**TRY IT**
Report all lines from the entries below in which "cloudy" appears.

[Natural language region descriptions]

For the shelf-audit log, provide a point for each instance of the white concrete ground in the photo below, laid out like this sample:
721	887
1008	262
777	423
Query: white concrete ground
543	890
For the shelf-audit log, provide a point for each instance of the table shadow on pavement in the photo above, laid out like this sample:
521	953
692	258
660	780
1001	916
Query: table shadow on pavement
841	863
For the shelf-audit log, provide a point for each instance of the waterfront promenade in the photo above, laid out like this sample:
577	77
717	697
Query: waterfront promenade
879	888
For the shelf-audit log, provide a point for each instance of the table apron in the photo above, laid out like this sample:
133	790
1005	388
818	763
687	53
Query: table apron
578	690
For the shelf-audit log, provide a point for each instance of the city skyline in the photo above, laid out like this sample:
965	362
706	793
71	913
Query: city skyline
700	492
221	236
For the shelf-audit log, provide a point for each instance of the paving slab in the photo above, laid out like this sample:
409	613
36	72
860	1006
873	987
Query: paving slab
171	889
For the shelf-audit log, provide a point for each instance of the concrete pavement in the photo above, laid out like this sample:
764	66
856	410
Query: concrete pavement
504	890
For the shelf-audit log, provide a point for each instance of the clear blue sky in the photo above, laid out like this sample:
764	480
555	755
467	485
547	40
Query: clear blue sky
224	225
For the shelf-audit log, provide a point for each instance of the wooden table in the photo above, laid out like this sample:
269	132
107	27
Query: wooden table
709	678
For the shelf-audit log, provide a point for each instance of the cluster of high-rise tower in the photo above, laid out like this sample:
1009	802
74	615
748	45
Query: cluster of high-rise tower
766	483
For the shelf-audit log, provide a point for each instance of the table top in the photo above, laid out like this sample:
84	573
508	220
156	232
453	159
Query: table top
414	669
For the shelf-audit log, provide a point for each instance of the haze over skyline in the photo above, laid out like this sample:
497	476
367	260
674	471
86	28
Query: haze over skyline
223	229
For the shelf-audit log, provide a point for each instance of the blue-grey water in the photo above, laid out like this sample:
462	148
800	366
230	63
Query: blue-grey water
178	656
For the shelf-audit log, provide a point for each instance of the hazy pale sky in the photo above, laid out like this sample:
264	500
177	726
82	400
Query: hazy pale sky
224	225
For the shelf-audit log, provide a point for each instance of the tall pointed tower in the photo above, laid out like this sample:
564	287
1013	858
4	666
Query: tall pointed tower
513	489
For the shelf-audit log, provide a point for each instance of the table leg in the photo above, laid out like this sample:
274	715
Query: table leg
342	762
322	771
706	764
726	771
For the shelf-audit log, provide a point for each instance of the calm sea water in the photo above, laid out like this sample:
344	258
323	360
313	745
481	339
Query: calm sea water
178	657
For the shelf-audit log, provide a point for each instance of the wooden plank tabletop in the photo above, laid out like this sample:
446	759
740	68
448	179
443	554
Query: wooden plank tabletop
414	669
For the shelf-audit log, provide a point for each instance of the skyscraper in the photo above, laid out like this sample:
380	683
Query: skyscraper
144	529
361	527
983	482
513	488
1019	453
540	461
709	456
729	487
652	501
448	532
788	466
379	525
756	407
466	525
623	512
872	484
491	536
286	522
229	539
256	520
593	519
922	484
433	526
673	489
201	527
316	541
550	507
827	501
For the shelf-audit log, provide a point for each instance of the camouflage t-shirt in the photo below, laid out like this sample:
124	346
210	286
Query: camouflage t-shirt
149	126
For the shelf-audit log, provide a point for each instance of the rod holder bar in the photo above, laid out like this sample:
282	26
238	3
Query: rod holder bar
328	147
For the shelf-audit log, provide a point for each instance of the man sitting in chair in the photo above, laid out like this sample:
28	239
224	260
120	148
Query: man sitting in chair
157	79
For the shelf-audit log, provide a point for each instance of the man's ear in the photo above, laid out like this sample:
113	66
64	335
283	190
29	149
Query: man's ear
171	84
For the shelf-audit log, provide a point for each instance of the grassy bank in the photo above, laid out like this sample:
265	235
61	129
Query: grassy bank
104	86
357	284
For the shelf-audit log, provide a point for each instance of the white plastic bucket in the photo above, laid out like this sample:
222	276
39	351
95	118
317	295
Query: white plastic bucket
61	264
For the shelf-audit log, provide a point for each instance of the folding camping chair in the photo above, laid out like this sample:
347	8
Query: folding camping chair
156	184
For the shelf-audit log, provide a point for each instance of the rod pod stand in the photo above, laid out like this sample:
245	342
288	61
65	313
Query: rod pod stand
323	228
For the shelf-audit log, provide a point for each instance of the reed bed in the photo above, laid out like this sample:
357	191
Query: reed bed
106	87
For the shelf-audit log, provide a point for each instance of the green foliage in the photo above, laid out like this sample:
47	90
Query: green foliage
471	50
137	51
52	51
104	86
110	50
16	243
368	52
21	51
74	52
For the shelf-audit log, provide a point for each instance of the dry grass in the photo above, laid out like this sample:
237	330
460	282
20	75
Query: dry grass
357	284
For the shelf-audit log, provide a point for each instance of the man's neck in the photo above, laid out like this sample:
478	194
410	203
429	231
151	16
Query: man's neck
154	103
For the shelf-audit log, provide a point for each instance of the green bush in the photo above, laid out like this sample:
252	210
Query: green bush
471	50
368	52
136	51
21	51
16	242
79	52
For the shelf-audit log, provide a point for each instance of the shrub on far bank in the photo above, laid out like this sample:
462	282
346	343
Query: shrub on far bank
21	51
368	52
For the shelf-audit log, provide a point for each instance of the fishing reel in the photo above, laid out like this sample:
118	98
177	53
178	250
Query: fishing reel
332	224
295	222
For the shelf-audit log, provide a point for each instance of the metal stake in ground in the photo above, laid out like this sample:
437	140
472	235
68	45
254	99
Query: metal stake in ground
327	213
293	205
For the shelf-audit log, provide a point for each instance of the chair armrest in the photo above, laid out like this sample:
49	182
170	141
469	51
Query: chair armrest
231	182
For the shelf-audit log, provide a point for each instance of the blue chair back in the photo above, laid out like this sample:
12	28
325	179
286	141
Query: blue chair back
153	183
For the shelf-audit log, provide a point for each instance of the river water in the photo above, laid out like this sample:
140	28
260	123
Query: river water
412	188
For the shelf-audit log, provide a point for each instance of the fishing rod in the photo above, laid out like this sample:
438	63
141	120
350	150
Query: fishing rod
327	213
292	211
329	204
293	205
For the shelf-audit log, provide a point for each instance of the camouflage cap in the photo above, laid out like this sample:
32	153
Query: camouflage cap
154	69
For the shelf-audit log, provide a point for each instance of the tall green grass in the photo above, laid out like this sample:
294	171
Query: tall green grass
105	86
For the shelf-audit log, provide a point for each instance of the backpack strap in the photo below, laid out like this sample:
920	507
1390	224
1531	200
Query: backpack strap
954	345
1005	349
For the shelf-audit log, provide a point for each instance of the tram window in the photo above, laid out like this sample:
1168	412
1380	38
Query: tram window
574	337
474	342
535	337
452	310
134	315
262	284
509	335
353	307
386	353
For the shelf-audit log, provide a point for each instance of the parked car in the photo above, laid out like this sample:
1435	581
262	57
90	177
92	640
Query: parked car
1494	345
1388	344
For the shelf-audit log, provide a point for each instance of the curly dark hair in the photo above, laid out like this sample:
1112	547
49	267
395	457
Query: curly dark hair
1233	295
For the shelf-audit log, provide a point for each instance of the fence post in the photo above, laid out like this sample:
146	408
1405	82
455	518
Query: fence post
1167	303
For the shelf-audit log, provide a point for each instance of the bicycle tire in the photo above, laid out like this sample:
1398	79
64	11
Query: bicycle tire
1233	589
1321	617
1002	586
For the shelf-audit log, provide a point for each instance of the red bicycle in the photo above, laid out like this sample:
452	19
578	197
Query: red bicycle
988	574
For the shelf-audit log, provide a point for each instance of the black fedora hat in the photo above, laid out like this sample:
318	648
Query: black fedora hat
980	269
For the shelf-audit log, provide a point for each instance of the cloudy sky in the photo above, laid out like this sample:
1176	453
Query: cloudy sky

**TASK SOLUTION**
For the shelf-audit log, provide a point for each instance of the cloudy sky in the photo above, laid out like this sample:
Query: cloudy sky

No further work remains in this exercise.